| THINGS TO DO |
1 > List every line in the records below that contains the string "shorts", copying each such line in full.
2 > Extend the column below on student behavior and protest in Ireland, continuing from its final sentence.

═════ DOCUMENT TEXT

Tuesday 28 October 2008

While our parents stoked the fires of justice, we fell asleep beside them

Sunday Tribune 26 October 2008

Two stories caught my eye last week. The first was about the cancellation of bus services to UCD because of violent behaviour by drunken students. The other told how education minister Batt O'Keeffe was attempting to lure Chinese students here with the offer of great opportunities in our universities.
What an excellent idea, I thought. If we fill our universities with young Chinese folk, they can show our lot how students should really behave. They could teach them how to be the architects of social change, as opposed to just being anti-social. China's students, after all, were responsible for sowing the seeds of democracy with their defiant stance in Tiananmen Square. Even the most belligerent Belfielder would admit that squaring up to a tank is more impressive than getting tanked-up and squaring up to a bus driver.
Also in Dublin last week, a young "protestor" was fined for causing €13,500 worth of graffiti damage. I'm calling him a "protestor" because protesting was generally the reason people sprayed graffiti when I was a teenager in the 1980s. What was the message he wrote? Brits Out? Say 'No' to Apartheid? Free Nicky Kelly (with every packet of cornflakes)?

══════════
═════ DATA RECORDS

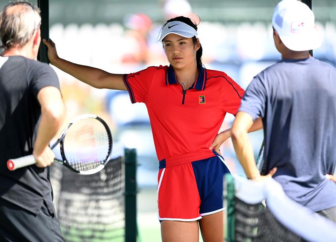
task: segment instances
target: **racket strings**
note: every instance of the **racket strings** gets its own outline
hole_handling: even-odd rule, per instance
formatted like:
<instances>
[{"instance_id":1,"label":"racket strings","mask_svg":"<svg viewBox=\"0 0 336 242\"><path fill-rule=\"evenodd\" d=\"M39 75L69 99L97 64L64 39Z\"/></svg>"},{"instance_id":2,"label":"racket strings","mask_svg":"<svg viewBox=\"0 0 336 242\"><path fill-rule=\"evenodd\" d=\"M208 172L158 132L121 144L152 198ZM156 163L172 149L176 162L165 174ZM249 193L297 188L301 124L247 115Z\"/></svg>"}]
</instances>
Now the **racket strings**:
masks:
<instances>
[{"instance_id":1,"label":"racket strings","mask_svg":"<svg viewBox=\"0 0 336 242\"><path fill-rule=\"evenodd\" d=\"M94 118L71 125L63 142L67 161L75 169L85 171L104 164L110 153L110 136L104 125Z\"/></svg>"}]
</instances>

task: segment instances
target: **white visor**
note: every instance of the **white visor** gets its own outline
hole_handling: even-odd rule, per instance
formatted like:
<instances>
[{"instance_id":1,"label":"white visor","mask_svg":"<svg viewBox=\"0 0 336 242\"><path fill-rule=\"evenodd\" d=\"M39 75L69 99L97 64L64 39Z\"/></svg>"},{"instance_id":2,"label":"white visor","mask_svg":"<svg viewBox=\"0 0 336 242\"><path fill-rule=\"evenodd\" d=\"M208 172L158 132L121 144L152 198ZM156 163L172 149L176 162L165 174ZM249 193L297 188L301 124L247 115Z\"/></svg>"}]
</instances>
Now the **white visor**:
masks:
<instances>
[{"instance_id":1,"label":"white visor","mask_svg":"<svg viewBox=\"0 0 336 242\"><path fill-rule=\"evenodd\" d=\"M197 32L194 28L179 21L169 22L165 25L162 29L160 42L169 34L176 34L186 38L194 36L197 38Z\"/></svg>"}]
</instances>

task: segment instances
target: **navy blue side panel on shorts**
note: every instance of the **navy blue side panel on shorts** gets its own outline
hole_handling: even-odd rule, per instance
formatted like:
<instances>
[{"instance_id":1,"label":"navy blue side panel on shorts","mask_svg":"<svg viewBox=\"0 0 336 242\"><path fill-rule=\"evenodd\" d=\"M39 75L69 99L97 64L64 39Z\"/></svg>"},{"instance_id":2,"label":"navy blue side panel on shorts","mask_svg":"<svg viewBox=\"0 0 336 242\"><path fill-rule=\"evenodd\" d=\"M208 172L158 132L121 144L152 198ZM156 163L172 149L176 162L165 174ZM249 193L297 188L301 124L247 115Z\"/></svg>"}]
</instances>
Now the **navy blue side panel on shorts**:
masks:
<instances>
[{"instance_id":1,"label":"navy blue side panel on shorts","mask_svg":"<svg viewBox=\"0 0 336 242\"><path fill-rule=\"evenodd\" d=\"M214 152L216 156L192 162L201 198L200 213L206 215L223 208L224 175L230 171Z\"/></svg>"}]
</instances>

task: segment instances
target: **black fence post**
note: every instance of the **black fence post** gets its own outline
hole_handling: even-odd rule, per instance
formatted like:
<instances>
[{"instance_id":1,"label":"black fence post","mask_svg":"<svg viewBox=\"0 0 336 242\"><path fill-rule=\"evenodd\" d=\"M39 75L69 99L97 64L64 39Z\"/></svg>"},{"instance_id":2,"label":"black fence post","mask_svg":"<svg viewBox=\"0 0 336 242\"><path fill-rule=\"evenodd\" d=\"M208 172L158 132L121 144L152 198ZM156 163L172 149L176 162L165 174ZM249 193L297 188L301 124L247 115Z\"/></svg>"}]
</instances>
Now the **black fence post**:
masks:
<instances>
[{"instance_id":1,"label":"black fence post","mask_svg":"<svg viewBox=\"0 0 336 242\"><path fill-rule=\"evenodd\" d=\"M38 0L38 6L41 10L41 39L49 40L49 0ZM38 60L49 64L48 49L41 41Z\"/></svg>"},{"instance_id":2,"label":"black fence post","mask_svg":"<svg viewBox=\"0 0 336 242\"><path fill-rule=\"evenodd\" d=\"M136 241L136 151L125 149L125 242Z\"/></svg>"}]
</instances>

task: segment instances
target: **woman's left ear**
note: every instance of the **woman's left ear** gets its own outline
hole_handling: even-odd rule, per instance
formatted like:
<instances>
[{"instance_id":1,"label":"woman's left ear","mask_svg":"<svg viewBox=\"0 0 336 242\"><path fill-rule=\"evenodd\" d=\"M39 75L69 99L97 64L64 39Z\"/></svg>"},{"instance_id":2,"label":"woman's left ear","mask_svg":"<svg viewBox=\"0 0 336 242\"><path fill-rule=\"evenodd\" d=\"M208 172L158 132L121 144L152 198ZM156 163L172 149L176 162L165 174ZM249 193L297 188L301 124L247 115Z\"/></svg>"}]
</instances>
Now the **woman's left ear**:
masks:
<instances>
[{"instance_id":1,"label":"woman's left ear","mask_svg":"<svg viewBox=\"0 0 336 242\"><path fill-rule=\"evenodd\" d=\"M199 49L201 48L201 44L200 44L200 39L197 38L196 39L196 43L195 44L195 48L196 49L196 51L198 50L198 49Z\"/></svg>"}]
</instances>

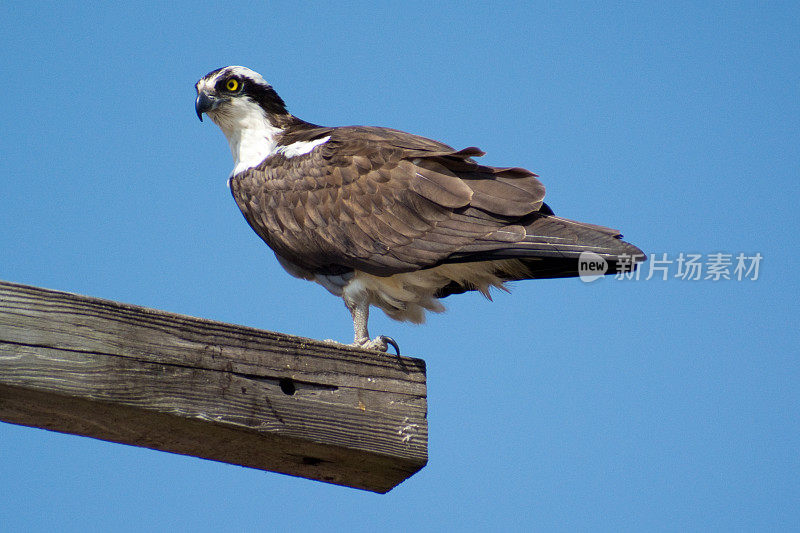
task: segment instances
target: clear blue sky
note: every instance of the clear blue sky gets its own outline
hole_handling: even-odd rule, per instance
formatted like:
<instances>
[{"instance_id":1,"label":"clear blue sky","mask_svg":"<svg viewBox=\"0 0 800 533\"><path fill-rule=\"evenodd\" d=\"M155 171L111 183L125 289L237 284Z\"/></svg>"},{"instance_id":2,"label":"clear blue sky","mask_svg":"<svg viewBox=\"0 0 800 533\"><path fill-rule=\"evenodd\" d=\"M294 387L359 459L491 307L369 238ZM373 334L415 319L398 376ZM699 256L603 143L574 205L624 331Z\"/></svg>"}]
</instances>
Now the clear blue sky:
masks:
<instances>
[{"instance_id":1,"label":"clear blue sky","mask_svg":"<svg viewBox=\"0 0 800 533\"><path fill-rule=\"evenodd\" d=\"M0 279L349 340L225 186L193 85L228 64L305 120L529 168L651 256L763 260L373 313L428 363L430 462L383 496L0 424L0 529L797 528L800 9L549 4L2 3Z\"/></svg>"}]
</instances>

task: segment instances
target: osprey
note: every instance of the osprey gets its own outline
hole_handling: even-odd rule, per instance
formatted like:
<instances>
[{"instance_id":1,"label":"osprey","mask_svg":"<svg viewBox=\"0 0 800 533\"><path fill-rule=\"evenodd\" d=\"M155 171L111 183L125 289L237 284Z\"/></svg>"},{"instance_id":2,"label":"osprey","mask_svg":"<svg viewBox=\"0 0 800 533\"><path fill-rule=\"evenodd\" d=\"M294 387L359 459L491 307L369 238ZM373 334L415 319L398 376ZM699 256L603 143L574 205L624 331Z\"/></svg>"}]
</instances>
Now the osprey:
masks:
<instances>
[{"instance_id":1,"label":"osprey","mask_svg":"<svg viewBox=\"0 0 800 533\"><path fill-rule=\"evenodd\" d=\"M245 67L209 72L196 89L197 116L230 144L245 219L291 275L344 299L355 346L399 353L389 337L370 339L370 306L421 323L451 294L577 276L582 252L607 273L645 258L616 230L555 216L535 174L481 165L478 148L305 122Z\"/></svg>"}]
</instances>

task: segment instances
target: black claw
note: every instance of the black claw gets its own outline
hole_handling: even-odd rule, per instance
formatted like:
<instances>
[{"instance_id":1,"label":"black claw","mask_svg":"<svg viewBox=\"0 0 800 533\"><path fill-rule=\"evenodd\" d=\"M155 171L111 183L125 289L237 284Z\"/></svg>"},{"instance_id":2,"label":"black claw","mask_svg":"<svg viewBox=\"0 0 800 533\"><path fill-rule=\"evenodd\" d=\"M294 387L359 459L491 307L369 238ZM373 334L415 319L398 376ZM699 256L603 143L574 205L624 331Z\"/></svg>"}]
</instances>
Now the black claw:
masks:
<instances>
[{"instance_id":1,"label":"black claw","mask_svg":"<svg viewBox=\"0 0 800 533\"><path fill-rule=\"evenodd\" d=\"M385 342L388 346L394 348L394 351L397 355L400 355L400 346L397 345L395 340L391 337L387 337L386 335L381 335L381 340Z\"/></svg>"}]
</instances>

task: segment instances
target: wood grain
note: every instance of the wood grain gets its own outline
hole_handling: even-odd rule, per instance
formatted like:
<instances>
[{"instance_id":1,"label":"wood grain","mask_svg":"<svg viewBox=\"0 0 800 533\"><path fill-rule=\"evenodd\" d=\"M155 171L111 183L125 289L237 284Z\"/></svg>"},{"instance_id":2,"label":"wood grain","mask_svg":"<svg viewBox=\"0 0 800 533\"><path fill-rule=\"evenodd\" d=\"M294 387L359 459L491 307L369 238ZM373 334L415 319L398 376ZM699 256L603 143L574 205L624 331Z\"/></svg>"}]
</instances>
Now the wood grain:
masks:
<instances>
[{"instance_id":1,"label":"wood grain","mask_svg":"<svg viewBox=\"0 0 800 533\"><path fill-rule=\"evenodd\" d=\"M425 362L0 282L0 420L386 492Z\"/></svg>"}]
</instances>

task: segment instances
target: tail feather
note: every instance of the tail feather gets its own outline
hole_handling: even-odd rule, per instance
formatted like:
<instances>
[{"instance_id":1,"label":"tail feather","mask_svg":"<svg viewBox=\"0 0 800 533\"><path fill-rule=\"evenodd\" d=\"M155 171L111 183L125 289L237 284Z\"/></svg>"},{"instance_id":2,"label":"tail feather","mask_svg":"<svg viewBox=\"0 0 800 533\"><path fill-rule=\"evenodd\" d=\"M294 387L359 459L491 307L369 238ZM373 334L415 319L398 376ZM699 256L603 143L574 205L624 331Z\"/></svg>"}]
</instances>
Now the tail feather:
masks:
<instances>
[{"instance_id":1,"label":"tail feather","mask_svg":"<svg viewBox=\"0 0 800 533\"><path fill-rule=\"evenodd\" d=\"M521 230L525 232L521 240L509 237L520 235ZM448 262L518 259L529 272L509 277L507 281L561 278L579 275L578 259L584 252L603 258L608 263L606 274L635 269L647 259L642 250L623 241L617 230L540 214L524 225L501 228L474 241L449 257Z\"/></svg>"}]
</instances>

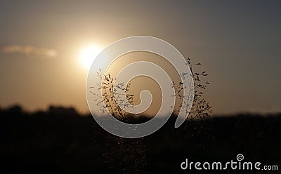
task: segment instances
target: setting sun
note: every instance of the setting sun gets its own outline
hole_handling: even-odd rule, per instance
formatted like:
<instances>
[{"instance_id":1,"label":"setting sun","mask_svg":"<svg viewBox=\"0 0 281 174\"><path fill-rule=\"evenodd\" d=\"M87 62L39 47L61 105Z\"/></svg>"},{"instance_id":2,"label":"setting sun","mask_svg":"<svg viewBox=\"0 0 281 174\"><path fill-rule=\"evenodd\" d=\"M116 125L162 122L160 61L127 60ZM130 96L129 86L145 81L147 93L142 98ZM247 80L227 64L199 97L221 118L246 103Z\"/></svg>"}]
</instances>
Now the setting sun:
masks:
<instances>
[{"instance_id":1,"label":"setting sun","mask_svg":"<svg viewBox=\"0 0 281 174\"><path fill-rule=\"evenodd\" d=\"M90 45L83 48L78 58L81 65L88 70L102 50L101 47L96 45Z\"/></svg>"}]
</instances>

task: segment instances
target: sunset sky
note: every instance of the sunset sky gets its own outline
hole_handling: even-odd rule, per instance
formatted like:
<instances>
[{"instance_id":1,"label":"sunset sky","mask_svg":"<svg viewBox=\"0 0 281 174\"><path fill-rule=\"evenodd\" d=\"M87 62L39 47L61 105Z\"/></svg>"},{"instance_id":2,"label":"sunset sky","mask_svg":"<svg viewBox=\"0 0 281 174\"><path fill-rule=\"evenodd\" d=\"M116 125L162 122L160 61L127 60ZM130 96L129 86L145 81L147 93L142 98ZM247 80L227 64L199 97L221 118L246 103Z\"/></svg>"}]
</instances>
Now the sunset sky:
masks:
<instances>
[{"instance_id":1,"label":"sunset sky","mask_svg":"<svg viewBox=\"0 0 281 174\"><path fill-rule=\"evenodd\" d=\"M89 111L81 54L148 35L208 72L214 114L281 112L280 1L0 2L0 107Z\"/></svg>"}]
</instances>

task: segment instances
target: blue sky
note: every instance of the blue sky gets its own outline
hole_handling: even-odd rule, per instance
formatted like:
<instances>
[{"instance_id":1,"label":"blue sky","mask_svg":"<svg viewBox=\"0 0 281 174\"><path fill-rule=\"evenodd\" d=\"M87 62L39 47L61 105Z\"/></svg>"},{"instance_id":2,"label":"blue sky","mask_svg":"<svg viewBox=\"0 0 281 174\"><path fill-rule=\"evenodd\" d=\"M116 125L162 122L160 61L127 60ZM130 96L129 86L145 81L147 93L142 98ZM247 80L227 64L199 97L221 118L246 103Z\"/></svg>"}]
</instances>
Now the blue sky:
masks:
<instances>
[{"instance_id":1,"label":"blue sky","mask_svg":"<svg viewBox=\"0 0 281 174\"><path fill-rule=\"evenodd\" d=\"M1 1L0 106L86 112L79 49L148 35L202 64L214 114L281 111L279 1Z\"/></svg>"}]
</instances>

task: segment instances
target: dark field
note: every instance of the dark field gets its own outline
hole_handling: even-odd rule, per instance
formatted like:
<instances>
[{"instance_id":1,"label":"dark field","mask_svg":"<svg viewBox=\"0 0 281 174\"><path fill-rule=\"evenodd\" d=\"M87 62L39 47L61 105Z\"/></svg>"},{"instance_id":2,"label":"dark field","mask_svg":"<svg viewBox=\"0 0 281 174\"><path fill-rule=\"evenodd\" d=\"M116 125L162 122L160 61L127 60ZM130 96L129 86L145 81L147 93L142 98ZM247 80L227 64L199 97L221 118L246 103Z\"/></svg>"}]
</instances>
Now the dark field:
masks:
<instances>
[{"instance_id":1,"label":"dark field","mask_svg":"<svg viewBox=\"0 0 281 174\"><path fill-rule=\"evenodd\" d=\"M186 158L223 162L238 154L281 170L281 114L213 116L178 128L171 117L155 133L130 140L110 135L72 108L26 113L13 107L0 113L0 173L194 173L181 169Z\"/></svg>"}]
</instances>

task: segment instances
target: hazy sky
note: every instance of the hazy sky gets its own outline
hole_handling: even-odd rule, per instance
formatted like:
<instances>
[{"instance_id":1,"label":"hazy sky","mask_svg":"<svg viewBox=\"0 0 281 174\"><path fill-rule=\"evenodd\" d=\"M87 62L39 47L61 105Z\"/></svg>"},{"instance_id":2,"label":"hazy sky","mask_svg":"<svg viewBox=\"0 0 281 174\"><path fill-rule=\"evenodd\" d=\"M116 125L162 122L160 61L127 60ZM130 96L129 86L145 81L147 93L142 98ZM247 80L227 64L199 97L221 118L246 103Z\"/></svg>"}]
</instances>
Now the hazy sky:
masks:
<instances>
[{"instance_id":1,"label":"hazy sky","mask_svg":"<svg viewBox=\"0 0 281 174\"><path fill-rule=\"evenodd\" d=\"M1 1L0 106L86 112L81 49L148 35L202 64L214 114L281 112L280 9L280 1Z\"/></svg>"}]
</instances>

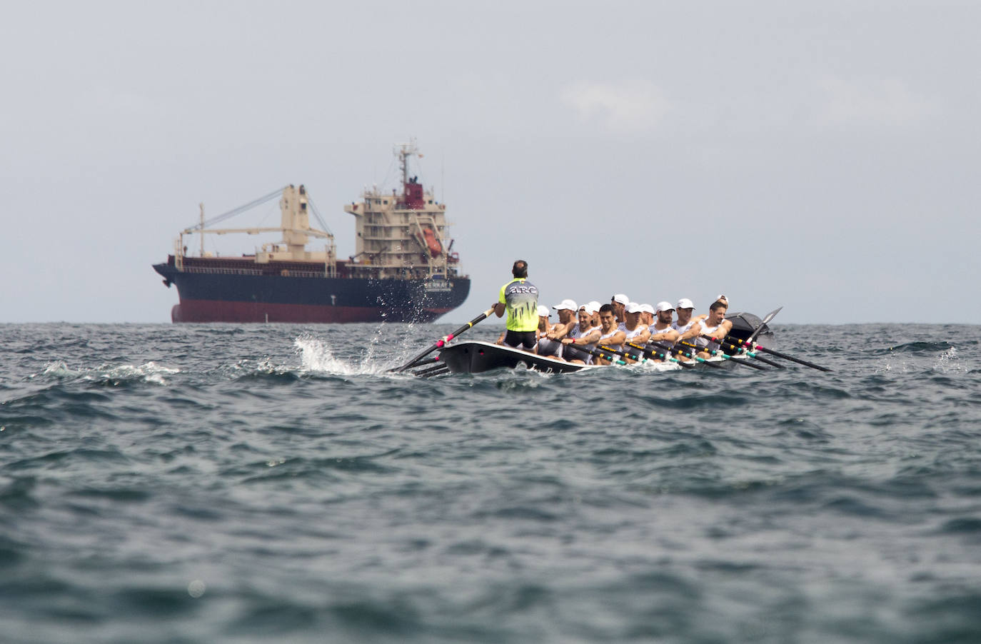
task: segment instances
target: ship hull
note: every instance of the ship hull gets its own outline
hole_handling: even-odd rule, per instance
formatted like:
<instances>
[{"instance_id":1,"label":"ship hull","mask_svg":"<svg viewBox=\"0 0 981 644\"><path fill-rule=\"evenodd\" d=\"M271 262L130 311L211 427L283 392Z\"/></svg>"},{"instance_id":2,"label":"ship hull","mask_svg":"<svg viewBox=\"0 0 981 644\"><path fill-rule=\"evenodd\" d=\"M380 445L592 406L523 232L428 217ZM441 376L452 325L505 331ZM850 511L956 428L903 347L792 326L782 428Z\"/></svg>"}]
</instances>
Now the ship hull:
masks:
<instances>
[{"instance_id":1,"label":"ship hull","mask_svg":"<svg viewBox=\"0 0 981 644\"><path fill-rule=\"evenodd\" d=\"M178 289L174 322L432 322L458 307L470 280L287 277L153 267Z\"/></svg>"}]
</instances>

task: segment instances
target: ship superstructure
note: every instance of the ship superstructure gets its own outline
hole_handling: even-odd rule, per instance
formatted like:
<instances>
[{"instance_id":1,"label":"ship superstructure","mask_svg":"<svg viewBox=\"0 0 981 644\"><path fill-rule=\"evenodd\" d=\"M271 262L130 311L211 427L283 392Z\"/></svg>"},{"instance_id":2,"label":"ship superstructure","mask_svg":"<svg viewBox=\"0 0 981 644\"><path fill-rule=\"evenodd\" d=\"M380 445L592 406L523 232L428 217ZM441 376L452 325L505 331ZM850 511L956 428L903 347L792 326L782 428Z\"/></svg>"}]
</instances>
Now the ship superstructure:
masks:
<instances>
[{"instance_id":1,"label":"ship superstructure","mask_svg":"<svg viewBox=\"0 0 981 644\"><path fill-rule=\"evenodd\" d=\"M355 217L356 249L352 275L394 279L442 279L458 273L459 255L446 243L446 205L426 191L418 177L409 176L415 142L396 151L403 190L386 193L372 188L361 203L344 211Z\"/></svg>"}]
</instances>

══════════

| WRITTEN ANSWERS |
1 >
target: **navy blue side panel on shorts**
note: every instance of the **navy blue side panel on shorts** gets its own outline
[{"instance_id":1,"label":"navy blue side panel on shorts","mask_svg":"<svg viewBox=\"0 0 336 242\"><path fill-rule=\"evenodd\" d=\"M39 75L69 99L97 64L64 39Z\"/></svg>"},{"instance_id":2,"label":"navy blue side panel on shorts","mask_svg":"<svg viewBox=\"0 0 336 242\"><path fill-rule=\"evenodd\" d=\"M208 172L158 132L121 144L152 198ZM156 163L172 149L176 162L165 174ZM249 193L297 188L301 124L247 115Z\"/></svg>"}]
Now the **navy blue side panel on shorts**:
[{"instance_id":1,"label":"navy blue side panel on shorts","mask_svg":"<svg viewBox=\"0 0 336 242\"><path fill-rule=\"evenodd\" d=\"M214 152L216 156L192 162L201 198L200 213L206 215L223 208L224 175L230 171Z\"/></svg>"}]

2 >
No, it was 'Konk'.
That's right, 'Konk'.
'Konk' was his graffiti tag-name. So instead of making a controversial, witty or inspirational statement, he did the literary equivalent of jumping up and down and shouting 'Look at me!' The idiot.
While I was pondering the state of our not-so-disaffected youth, an old familiar voice was tuning up in the capital. It grew louder and louder and by Tuesday afternoon was soaring over the spire of St Andrew's Church, Westland Row, and out across the country. The battle cry of a generation had been recommissioned: 'We Shall Overcome', the pensioners sang, and the government trembled.
Then, like a clip around the ear, came the realisation who these angry old folk were. They were the generation who first manned the barricades in the golden era of protest, the 1960s.
These were the young people who marched for civil rights.
These were the angry young men who protested against Bloody Sunday and burned down the British Embassy.
These were the brave young women who defied church and state by bringing a train-load of contraceptives into our prudish Republic.
These were the people who filled the streets to protest against the cruel taxation system of the late 1970s.
These furious grey-hairs who besieged the Dáil on Wednesday were the people who taught my generation to fight for the underdog.
Stirred by their example, we supported the Dunnes Stores strikers in their stand against apartheid. We campaigned for nuclear disarmament and told Ronald Reagan to go home when he visited Ballyporeen.
We shouted 'stop' to the destruction of Wood Quay and followed Sean DBR Loftus as he tried to save Dublin Bay.
We marched, sat-in, fasted and signed miles of petitions in support of the oppressed – from El Salvador to Cambodia.
This era of protest peaked in 1985 when we raised our voices to demand employment at the Self Aid concert in the RDS.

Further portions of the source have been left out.